**WHAT NEEDS TO BE DONE:** Set down, word for word, only the lines from the start of the records through the line bearing "Put a marker on every instance of the yellow"; include no pictures.

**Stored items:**
--------------------------------

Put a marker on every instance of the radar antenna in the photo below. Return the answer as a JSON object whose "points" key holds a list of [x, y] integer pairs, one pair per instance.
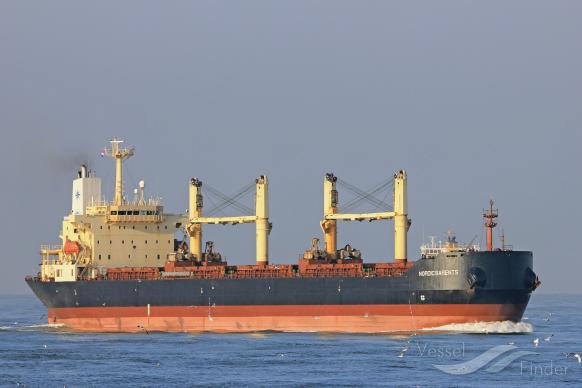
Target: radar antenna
{"points": [[118, 153]]}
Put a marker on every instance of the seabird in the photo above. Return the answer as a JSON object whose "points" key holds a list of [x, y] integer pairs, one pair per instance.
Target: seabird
{"points": [[576, 356]]}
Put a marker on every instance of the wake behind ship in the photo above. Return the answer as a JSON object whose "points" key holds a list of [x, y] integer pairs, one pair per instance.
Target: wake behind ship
{"points": [[119, 269]]}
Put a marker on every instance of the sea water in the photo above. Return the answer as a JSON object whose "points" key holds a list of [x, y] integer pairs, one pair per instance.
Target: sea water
{"points": [[501, 354]]}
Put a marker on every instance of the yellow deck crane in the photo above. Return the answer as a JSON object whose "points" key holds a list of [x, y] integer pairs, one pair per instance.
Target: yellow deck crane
{"points": [[260, 218], [400, 216]]}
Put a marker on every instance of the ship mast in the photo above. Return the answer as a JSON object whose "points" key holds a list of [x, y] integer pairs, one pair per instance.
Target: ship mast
{"points": [[489, 215], [118, 153]]}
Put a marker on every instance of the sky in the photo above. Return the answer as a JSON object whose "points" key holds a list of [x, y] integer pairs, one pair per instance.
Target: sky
{"points": [[475, 100]]}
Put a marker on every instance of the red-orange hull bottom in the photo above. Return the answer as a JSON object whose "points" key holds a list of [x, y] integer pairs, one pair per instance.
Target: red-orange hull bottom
{"points": [[312, 318]]}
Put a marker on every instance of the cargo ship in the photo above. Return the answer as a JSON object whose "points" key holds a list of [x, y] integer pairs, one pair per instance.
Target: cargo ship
{"points": [[120, 268]]}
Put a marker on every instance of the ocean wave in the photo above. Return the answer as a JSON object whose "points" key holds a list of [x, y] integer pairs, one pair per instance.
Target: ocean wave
{"points": [[499, 327], [40, 327]]}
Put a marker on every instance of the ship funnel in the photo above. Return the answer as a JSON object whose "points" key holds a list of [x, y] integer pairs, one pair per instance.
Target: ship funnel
{"points": [[401, 221], [329, 227], [263, 227], [195, 202]]}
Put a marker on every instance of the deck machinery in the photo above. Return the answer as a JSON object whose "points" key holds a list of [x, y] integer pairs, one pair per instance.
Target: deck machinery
{"points": [[119, 268]]}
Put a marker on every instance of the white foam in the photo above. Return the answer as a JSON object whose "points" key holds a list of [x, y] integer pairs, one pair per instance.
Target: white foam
{"points": [[499, 327], [32, 327]]}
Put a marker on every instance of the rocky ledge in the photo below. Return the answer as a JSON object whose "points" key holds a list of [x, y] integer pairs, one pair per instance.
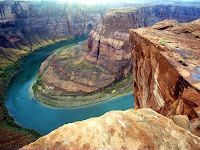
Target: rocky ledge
{"points": [[67, 78], [166, 62], [69, 72], [109, 41], [130, 129]]}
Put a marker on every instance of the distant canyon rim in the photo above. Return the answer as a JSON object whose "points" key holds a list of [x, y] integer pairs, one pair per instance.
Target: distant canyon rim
{"points": [[166, 70]]}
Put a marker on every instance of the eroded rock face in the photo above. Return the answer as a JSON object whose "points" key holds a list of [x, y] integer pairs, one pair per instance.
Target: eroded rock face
{"points": [[166, 60], [26, 26], [109, 41], [130, 129], [69, 72]]}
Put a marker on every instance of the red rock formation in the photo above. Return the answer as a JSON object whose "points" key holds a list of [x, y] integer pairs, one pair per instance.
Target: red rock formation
{"points": [[109, 42], [130, 129], [68, 72], [166, 60]]}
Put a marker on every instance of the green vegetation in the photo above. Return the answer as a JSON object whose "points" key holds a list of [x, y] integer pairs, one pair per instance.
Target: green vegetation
{"points": [[72, 100], [6, 73], [72, 59]]}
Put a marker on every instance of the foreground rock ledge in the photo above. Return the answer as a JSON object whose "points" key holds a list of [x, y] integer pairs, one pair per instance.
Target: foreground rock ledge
{"points": [[130, 129], [166, 65]]}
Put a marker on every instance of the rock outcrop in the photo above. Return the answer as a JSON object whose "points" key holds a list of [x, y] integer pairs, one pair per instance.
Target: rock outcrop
{"points": [[68, 72], [130, 129], [109, 41], [26, 26], [166, 65]]}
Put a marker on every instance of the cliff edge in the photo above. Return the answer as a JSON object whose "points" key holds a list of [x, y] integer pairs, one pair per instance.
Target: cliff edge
{"points": [[166, 64], [130, 129]]}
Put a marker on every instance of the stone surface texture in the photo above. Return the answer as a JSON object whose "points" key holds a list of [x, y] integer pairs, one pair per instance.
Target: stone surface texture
{"points": [[130, 129], [166, 61], [182, 121], [28, 25], [69, 72], [109, 41]]}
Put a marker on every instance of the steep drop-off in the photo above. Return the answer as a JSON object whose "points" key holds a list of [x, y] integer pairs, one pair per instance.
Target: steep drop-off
{"points": [[26, 26], [108, 54], [130, 129], [166, 63], [109, 41]]}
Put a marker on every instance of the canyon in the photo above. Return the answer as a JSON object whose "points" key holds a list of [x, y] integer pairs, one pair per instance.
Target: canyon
{"points": [[27, 26], [130, 129], [164, 59], [166, 62], [106, 57]]}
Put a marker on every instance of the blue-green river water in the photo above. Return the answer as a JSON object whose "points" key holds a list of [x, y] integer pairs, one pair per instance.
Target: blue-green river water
{"points": [[30, 113]]}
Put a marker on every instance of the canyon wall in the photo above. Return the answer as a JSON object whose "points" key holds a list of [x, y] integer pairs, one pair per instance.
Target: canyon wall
{"points": [[109, 41], [166, 65], [130, 129], [26, 26]]}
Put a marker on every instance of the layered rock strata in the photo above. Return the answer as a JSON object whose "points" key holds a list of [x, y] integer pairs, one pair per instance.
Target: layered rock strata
{"points": [[26, 26], [68, 72], [109, 41], [130, 129], [166, 65]]}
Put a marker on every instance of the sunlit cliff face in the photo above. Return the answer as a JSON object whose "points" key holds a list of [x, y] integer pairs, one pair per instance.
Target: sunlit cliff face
{"points": [[88, 1]]}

--------------------------------

**FINISHED TASK:**
Put a marker on every instance of the radar antenna in the photo below. Return the answer as a JSON object whose "points" key holds a list of [x, y] integer pairs, one pair per instance.
Target: radar antenna
{"points": [[118, 153]]}
Put a marker on every instance of the seabird in the photo above. Return the answer as a JSON object whose "points" key holds a list of [x, y] integer pairs, one pair per instance.
Target: seabird
{"points": [[576, 356]]}
Put a marker on every instance of the wake behind ship in the photo above. Return the answer as a JSON object whose "points" key holds a list of [x, y] integer pairs, one pair per instance.
Target: wake behind ship
{"points": [[119, 269]]}
Put a marker on every instance of the sea water in the photo above. Return the answer as a JSON object whose "points" key holds a list of [x, y] integer pairs, one pair per instance.
Target: sea water
{"points": [[501, 354]]}
Put a marker on every instance of the yellow deck crane in the photo above. Return the answer as a JSON object whose "points" key holds a list of [x, y] integer pairs, one pair per instance.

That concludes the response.